* **DATASET RECORDS**

== Segment start ==

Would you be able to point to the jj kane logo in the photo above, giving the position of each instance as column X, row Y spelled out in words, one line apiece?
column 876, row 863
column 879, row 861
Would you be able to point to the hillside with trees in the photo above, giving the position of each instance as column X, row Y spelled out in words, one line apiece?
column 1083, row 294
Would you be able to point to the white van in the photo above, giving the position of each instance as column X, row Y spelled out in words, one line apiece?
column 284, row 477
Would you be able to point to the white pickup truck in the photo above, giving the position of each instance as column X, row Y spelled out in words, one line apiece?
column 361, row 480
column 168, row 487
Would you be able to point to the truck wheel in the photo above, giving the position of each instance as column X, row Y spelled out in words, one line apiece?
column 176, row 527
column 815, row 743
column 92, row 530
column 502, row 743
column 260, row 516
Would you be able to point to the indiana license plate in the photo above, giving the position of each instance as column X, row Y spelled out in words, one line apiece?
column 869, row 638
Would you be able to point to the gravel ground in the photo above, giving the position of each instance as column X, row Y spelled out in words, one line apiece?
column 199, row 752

== Segment end ==
== Segment start ==

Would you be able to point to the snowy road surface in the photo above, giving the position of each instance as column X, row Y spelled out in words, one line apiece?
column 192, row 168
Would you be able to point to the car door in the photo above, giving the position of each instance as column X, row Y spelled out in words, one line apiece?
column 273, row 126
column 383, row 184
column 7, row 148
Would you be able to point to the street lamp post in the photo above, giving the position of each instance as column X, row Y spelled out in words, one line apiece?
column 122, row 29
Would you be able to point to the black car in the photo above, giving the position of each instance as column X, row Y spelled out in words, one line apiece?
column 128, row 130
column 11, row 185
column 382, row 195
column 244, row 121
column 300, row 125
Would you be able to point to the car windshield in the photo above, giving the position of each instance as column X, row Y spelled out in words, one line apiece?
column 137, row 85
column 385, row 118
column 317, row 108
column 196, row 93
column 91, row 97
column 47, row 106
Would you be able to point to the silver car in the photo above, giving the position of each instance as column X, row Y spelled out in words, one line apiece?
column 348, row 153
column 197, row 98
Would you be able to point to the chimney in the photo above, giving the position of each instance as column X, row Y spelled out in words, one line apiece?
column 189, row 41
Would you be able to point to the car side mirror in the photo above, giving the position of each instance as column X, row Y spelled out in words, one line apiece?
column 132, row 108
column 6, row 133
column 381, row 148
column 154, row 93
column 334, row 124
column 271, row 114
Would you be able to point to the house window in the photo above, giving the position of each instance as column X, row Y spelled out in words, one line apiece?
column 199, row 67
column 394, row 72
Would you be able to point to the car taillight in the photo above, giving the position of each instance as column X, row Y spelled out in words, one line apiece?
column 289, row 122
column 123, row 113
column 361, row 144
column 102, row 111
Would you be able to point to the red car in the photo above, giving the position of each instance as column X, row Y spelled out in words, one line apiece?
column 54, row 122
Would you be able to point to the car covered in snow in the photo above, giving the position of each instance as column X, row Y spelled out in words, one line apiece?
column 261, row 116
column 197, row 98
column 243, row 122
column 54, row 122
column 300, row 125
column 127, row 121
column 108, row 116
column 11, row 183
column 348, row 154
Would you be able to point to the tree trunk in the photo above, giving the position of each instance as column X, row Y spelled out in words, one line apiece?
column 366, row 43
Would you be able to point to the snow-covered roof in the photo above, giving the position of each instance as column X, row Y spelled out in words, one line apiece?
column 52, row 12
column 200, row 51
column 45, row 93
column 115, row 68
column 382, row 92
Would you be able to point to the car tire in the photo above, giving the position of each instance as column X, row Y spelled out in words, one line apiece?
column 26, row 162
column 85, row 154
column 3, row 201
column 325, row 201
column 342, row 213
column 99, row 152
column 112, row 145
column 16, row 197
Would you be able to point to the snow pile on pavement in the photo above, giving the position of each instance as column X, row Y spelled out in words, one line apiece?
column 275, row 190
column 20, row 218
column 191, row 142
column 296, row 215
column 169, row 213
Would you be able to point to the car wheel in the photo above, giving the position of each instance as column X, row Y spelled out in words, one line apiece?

== Segment end ==

* **WORK INSTRUCTION**
Reproduce exactly, and with no other material, the lines between those holding "Would you be able to point to the car taillight" and "Would you be able to point to the car wheel", inclusive.

* **YOUR SOLUTION**
Would you be able to point to the car taillight in the photo above, giving the position of each instance as column X, row Y spelled out in words, one line apiece?
column 289, row 122
column 123, row 113
column 361, row 144
column 102, row 111
Would you be able to point to the red car in the photo above, giving the position of each instance as column X, row Y spelled out in words, one line apiece?
column 54, row 122
Would you be able to point to the car covered in snow in the photo above, giving the position of each instance as column X, row Y spelled out in words, one line apiece?
column 261, row 116
column 197, row 98
column 243, row 122
column 54, row 122
column 300, row 125
column 127, row 121
column 108, row 116
column 11, row 183
column 348, row 154
Would you be able to point to the tree trunk in the photo above, giving the position of each instance as column X, row Y spelled out in words, one line apiece?
column 366, row 43
Would you be able to point to the snow-covered roof in the photo above, giving the position of each instance as column X, row Y spelled out in words, one line apiece?
column 52, row 12
column 200, row 51
column 45, row 93
column 115, row 68
column 382, row 92
Would you be able to point to the car tire in the photo above, giving the position of each instance as column X, row Y spelled out in words, one line apiece?
column 26, row 162
column 85, row 154
column 3, row 201
column 325, row 201
column 342, row 213
column 99, row 152
column 112, row 145
column 16, row 197
Would you be able to point to the snow pile on pavement in the photo above, giving the position of each instance as column X, row Y spelled out in words, one line apiece?
column 275, row 190
column 20, row 218
column 191, row 142
column 296, row 215
column 169, row 213
Would you be able to point to the car wheel in the photo above, giving the position of each instance as column X, row Y spelled out in words, one line apiece?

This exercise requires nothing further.